- _Task_:
Which lines in the records below contain the string "person"? Copy each of them, treating case as significant.

[Excerpts from point annotation data]
<<<<
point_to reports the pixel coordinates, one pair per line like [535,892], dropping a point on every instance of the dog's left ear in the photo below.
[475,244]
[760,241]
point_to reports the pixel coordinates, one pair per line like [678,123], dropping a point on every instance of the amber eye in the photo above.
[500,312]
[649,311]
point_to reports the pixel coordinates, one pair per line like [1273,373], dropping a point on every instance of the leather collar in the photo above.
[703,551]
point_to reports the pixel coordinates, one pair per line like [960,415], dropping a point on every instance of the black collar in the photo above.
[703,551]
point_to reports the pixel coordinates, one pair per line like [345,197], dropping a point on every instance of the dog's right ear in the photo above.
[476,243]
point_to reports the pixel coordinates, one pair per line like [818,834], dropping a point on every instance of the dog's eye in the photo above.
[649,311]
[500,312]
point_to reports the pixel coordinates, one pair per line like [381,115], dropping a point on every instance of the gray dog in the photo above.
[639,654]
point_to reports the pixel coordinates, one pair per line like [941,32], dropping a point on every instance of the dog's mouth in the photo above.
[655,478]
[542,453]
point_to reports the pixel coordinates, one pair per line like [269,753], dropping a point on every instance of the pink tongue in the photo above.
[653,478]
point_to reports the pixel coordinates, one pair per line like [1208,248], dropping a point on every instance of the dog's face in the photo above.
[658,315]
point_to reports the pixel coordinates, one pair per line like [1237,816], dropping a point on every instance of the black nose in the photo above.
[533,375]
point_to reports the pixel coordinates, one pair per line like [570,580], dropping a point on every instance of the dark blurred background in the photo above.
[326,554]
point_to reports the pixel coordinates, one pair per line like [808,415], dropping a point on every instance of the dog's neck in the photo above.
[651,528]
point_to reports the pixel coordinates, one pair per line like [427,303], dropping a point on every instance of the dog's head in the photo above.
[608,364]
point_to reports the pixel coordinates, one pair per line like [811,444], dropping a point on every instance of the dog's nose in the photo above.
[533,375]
>>>>
<<<<
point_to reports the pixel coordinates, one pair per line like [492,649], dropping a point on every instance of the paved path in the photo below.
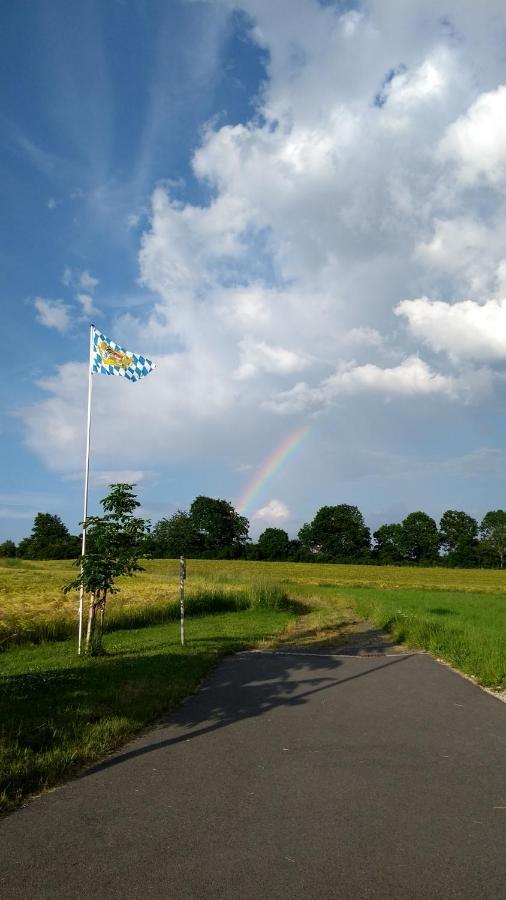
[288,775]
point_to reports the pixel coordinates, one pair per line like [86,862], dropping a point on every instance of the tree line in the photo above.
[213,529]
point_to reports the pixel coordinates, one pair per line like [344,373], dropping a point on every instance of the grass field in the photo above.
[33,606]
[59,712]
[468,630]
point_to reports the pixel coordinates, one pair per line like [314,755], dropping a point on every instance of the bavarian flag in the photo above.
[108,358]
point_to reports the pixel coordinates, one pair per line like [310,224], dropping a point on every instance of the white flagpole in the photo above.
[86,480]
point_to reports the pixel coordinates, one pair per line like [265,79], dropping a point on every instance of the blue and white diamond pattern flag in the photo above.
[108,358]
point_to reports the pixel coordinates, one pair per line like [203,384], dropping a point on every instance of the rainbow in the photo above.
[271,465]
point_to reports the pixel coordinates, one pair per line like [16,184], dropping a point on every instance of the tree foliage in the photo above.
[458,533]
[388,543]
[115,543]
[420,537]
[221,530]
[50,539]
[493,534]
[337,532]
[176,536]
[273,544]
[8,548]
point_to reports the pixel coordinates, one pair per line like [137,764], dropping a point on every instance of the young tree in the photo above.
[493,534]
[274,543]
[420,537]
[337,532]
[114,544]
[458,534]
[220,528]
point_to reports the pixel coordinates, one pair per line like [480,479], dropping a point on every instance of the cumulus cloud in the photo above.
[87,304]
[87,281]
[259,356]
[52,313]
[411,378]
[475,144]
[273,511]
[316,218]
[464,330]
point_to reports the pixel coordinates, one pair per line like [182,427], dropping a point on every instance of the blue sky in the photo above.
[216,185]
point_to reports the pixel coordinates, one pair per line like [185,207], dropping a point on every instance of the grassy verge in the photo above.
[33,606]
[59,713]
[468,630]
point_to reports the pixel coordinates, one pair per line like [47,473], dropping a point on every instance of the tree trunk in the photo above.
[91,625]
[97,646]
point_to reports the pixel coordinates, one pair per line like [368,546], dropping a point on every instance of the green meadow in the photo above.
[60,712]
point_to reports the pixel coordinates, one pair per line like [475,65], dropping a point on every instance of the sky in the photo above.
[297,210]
>>>>
<<<<
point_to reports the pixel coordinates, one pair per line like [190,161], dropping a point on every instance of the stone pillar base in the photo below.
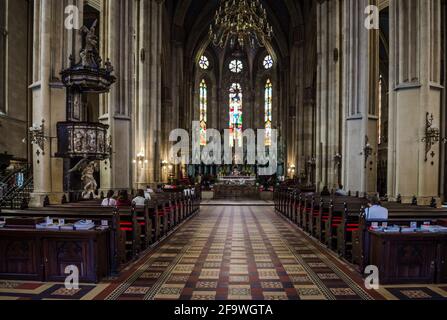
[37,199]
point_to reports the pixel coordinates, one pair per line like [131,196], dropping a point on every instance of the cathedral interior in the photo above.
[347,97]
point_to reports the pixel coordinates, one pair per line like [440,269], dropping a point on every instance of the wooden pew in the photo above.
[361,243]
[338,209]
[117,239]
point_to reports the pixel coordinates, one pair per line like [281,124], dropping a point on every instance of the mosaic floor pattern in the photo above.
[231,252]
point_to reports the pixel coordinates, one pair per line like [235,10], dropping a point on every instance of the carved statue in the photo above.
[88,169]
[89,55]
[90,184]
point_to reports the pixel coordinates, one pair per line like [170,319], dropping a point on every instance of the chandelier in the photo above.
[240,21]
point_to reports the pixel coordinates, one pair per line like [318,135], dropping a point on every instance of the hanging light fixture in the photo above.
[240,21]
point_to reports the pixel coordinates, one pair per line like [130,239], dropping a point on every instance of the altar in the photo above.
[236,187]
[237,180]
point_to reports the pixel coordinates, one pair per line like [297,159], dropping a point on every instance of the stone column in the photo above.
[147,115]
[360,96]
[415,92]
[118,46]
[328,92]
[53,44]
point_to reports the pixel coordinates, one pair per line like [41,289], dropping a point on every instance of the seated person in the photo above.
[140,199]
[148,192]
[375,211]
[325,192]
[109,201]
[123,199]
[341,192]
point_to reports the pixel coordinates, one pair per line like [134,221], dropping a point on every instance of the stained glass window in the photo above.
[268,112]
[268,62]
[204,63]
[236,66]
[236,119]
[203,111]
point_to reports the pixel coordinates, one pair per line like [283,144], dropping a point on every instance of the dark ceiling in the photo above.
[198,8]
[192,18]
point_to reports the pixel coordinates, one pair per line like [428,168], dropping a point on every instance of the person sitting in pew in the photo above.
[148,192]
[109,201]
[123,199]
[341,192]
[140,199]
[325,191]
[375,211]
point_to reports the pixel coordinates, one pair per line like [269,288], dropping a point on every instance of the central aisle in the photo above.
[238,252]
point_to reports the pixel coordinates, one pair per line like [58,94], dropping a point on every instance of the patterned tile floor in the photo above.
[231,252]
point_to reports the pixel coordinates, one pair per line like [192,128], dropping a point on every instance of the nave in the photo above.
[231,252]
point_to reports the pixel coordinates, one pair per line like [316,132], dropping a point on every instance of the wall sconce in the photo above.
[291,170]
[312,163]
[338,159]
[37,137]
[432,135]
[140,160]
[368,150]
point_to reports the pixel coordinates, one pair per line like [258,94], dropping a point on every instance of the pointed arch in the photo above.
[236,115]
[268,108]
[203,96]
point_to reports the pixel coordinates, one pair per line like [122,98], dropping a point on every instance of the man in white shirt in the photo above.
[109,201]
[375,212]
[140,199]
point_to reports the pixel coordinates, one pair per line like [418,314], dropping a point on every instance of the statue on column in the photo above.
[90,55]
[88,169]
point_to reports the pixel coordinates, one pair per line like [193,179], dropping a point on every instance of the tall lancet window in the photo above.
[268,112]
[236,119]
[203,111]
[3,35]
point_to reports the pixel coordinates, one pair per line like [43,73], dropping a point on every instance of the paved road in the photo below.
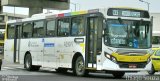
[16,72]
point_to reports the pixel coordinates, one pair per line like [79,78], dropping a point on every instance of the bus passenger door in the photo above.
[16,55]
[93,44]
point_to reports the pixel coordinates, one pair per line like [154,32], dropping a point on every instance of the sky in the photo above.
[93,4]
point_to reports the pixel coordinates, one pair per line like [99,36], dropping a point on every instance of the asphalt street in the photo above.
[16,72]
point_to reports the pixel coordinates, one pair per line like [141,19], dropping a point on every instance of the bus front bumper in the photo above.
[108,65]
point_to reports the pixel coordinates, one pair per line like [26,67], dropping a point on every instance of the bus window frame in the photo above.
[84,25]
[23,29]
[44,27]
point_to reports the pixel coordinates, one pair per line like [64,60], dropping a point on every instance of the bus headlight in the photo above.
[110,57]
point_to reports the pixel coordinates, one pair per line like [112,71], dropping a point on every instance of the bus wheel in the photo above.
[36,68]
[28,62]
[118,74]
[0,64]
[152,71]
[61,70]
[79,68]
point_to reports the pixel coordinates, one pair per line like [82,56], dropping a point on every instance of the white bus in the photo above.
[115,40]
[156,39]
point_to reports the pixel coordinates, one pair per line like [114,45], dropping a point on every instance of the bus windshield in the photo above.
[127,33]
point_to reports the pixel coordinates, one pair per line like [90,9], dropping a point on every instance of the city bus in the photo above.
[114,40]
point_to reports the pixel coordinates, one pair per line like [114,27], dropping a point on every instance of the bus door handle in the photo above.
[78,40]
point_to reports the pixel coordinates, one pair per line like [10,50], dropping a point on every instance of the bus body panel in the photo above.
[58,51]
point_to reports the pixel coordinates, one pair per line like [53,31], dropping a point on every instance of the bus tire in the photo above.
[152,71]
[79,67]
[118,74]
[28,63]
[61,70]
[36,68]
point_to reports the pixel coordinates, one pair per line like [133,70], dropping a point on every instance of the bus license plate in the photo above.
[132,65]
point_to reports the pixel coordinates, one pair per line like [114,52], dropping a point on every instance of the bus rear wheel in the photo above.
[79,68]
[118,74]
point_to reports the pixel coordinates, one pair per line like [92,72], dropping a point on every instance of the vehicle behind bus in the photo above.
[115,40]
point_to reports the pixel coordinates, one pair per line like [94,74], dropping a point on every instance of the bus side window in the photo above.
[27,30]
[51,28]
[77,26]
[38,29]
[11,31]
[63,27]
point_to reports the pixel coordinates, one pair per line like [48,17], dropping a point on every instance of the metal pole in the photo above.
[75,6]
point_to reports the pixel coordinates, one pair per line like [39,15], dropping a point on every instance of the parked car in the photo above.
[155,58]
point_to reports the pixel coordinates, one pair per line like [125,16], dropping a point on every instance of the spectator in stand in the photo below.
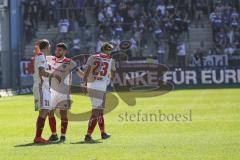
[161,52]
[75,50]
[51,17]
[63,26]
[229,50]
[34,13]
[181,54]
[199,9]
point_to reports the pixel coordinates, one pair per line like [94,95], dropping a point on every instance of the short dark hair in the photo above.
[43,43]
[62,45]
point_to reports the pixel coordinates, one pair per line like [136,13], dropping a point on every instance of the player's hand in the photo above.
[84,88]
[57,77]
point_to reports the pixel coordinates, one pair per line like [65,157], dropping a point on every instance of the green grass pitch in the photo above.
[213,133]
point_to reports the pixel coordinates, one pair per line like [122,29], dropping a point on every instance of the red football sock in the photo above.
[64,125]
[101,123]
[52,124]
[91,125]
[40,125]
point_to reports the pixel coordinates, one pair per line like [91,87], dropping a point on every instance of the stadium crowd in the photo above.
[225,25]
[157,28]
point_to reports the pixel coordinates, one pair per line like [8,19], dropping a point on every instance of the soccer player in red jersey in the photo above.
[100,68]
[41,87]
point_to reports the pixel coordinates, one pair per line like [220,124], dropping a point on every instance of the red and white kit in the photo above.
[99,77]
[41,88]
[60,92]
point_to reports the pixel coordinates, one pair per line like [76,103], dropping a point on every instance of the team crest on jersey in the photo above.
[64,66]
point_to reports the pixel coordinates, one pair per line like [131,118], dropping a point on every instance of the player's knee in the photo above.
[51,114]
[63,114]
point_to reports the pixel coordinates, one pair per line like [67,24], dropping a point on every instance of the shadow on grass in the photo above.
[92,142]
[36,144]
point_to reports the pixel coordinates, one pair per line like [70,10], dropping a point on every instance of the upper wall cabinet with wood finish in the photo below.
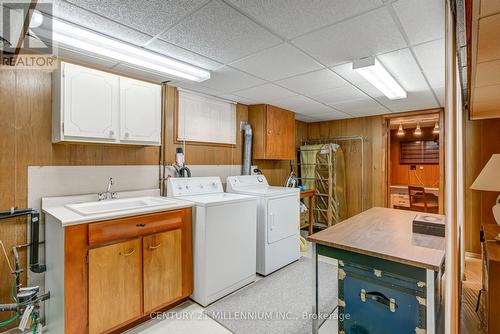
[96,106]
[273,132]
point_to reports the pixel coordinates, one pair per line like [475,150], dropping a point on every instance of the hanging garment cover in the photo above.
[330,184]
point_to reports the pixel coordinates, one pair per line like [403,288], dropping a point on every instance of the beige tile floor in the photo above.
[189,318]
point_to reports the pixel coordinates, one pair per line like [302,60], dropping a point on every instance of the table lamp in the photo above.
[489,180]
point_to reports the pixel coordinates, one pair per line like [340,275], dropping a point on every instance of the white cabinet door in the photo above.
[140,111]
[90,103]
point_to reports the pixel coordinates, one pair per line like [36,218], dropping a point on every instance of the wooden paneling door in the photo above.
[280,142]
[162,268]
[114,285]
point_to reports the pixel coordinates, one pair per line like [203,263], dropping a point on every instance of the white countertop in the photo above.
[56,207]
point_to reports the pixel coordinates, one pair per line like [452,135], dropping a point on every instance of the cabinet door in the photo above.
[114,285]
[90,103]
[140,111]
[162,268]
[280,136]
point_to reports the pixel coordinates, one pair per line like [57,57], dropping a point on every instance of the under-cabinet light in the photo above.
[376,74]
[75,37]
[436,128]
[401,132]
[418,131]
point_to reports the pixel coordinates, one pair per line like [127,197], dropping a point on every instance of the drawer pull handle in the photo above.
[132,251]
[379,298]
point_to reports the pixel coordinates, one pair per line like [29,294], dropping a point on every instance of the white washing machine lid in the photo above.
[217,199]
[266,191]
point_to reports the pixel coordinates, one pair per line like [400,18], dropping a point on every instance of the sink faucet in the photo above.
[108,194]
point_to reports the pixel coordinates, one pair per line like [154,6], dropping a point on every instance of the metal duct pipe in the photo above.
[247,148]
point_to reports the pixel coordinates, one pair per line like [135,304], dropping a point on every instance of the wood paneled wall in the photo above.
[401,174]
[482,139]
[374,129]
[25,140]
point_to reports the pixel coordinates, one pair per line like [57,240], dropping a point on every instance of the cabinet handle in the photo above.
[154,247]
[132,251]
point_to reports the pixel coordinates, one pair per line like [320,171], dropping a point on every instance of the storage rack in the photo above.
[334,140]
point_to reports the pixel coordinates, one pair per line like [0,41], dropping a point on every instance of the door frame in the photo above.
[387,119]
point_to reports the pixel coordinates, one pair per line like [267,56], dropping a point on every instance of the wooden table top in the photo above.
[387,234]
>>>>
- _Result for this task_:
point_to reports the pixel coordinates, one pair per line like [41,289], dropping a point on every instance of the seated person in the photo above.
point_to reports the pixel coordinates, one pair per line like [428,168], dropping a point on every instance of the person sitting in pew in the photo above.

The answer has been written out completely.